• Task prompt: Copy the records word for word, everything from their very first line down to the line that contains "[155,313,195,342]", with that line included.

• Records provided:
——

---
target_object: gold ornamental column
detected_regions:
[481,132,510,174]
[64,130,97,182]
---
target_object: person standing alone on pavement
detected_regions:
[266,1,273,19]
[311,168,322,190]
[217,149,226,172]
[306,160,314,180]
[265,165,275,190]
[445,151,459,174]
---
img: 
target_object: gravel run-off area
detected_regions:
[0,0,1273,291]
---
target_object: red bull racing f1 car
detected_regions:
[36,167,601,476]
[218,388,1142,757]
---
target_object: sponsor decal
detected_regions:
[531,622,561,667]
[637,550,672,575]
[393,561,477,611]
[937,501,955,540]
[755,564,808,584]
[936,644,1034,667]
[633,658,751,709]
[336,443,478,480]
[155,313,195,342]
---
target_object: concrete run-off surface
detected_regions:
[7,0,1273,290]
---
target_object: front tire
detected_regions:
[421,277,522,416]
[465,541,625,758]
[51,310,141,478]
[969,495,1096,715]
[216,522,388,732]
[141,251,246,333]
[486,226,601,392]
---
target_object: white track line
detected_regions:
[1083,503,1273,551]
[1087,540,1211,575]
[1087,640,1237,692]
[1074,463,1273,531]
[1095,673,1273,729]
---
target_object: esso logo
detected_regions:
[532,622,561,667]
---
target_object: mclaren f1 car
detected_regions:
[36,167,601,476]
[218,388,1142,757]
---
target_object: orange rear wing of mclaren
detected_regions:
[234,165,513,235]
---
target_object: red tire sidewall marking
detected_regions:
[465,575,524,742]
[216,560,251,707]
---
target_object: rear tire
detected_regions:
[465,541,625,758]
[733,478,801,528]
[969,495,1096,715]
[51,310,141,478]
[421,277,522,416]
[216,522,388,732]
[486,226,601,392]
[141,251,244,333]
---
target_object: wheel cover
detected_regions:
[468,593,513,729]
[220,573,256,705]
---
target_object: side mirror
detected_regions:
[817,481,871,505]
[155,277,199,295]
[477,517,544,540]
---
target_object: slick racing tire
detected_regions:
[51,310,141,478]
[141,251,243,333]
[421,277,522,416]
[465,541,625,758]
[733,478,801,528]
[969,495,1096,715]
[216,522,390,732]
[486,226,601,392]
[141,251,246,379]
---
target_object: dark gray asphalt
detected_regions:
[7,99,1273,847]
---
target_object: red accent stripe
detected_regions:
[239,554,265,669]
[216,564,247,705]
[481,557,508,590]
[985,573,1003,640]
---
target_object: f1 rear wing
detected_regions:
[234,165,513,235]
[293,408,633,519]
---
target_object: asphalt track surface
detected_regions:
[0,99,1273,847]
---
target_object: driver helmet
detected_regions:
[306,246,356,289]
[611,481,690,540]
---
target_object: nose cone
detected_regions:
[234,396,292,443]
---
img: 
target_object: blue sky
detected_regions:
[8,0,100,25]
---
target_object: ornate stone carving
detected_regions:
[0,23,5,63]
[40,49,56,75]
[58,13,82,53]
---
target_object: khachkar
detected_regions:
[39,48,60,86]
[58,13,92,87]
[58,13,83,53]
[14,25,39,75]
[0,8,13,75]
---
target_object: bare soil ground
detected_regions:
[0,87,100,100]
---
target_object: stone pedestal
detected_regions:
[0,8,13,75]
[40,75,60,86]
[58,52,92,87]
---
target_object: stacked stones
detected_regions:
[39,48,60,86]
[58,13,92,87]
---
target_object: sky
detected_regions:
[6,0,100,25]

——

• Result of the exercise:
---
target_object: gold ornamental column
detected_regions:
[481,132,510,174]
[64,130,97,182]
---
target_object: person standing alone on pavement
detected_regions:
[266,1,273,19]
[311,168,322,190]
[217,149,226,172]
[306,160,314,180]
[265,165,275,190]
[445,151,459,174]
---
img: 
target_object: gravel run-off area
detected_regions:
[0,0,1273,291]
---
target_object: red bull racing f1 car
detected_regions:
[36,167,601,476]
[218,388,1142,757]
---
target_object: sponsor decal
detected_regions:
[531,622,561,667]
[637,550,672,575]
[393,561,477,611]
[937,501,955,540]
[755,564,808,584]
[936,644,1034,667]
[633,658,751,709]
[336,443,478,480]
[155,313,195,342]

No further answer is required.